Отрывок:
▶

Сюзанна Светланы Москаленко или Екатерины Фениной – наиболее традиционный персонаж, отчего обе добротно поющие дамы несколько проигрывают в загадочности, уступая первенство экзотичной Графине. Её выход на вторую арию великолепен. Живописная группа, состоящая из нежной страдалицы в обнимку с большущей китайской вазой, нескольких детей с красивой вазой поменьше и яркими цветущими ветками ритуально шествуют на музыке вступления. По мере своего грустного повествования Графиня роняет вазу, расколов её на черепки. Жизнь Розины разбилась, как этот сосуд. Женщина кое-как пытается собрать разбитую вещь, но увы… А на заднем плане дети наполняют цветами вторую красивую вазу: похоже, для Графини ещё не всё потеряно! Эпизод организован очень музыкально, с лукавой улыбкой постановщика и хорошим пением Марии Буйносовой, в других эпизодах, правда, несколько резковатым.

◀

Задания:
(1) Обновите отрывок выше: перепишите всё, начиная с «Сюзанна Светланы Москаленко» и вниз до «правда, несколько резковатым.», заменив «черепки» на «осколки».
(2) Назовите всех исполнительниц, которые упомянуты в отрывке по имени и фамилии.
(3) Ответьте на вопросы по отрывку:
(а) Какой персонаж назван наиболее традиционным?
(б) Что Графиня роняет и разбивает во время повествования?
(в) Чем заняты дети на заднем плане?

Исходные данные:
▶

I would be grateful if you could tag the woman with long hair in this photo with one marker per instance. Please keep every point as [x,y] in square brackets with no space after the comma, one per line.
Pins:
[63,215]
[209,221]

◀
▶

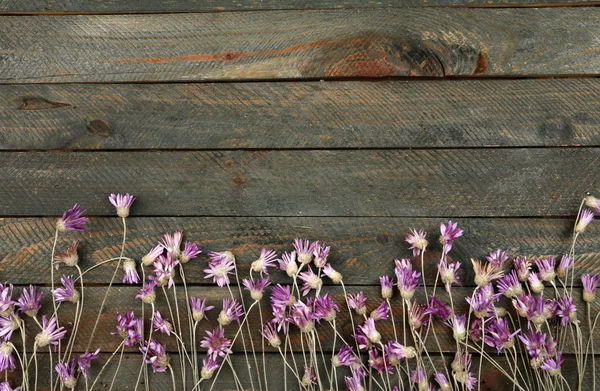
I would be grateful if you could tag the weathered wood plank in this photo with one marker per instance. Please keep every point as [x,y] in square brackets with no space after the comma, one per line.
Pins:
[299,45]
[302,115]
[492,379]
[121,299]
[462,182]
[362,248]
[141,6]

◀
▶

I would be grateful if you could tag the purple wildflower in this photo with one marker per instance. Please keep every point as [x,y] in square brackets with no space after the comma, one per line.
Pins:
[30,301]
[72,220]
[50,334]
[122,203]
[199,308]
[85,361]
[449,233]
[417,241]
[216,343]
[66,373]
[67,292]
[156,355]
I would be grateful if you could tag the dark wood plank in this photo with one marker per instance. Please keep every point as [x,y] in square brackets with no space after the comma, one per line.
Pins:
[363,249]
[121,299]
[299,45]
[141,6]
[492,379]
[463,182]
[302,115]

◀

Ответы к заданиям:
(1)
Сюзанна Светланы Москаленко или Екатерины Фениной – наиболее традиционный персонаж, отчего обе добротно поющие дамы несколько проигрывают в загадочности, уступая первенство экзотичной Графине. Её выход на вторую арию великолепен. Живописная группа, состоящая из нежной страдалицы в обнимку с большущей китайской вазой, нескольких детей с красивой вазой поменьше и яркими цветущими ветками ритуально шествуют на музыке вступления. По мере своего грустного повествования Графиня роняет вазу, расколов её на осколки. Жизнь Розины разбилась, как этот сосуд. Женщина кое-как пытается собрать разбитую вещь, но увы… А на заднем плане дети наполняют цветами вторую красивую вазу: похоже, для Графини ещё не всё потеряно! Эпизод организован очень музыкально, с лукавой улыбкой постановщика и хорошим пением Марии Буйносовой, в других эпизодах, правда, несколько резковатым.

(2)
Светлана Москаленко
Екатерина Фенина
Мария Буйносова

(3)
(а) Сюзанна.
(б) Большущую китайскую вазу.
(в) Наполняют цветами вторую красивую вазу.